↓↓↓

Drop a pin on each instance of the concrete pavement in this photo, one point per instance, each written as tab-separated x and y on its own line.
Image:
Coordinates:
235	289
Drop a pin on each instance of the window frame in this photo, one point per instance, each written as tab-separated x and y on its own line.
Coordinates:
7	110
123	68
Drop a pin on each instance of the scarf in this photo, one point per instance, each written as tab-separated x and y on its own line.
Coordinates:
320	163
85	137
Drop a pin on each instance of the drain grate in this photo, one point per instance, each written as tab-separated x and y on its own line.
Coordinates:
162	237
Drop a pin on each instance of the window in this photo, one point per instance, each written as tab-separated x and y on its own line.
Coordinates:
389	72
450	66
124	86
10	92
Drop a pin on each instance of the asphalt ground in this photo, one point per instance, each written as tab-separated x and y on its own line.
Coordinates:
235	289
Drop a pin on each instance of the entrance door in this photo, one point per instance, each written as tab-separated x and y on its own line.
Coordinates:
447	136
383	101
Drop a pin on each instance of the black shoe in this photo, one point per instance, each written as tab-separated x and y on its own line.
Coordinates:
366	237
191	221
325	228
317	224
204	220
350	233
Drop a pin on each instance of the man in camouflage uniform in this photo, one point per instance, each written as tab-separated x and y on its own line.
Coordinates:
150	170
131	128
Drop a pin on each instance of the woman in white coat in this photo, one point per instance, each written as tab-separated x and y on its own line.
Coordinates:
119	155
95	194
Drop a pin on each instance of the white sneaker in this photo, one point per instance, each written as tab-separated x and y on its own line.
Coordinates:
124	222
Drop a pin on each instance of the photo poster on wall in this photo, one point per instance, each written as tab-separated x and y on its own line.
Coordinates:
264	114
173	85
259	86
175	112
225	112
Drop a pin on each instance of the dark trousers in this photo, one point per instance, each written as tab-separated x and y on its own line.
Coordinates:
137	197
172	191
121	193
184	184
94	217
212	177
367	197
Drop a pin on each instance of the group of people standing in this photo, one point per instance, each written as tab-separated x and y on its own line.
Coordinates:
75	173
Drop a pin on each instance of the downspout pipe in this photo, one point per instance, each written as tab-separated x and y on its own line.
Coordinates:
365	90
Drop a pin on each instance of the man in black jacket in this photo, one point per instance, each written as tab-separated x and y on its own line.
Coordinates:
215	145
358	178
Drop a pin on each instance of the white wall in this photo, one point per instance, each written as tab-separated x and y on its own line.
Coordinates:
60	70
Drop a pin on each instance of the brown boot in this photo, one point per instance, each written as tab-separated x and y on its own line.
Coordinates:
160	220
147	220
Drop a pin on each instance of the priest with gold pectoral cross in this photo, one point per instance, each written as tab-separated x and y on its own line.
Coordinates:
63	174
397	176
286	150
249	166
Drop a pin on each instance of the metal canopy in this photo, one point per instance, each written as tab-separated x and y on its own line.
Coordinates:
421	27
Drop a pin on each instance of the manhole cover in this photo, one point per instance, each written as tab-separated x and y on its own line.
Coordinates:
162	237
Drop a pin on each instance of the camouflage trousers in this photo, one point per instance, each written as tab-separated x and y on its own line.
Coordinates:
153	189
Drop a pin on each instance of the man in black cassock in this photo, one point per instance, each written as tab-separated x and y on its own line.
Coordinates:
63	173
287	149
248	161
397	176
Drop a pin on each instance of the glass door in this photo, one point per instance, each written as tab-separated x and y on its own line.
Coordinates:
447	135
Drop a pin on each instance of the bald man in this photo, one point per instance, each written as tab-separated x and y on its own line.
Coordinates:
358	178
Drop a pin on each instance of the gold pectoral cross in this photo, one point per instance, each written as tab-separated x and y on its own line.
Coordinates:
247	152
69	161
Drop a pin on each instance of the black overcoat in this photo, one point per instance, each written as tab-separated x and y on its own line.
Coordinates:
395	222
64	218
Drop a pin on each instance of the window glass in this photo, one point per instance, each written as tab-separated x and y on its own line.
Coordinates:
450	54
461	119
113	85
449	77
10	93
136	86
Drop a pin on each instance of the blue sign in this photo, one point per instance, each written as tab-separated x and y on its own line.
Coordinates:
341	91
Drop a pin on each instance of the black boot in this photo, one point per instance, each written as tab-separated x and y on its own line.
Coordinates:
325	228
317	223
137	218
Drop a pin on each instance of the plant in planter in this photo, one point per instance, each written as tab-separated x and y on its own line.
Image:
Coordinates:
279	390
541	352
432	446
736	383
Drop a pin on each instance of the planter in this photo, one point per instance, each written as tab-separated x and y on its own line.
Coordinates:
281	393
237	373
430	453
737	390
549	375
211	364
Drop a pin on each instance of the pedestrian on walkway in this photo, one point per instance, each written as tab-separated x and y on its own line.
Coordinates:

↑↑↑

▸ **Exercise**
Copy each line of the listing that carries the word "black".

▸ **Task solution**
Drop a pin on each instance of the black shoe in this photo, one point per instance, each written as tab-separated x and y on its own line.
Drop a pin on each instance of the man in black jacket in this photo, one point per instance, each written as tab-separated x and y on its own line.
Drop a pin on each instance of the man in black cassock in this photo, one point per instance, each written as tab-separated x and y on its own line.
Drop a pin on each instance of the black overcoat in this photo, one point per instance, each written as tab-separated x and y on its own line.
Drop a pin on each instance of the black boot in this photo, one point per instance, each written as tab-separated x and y on its own line.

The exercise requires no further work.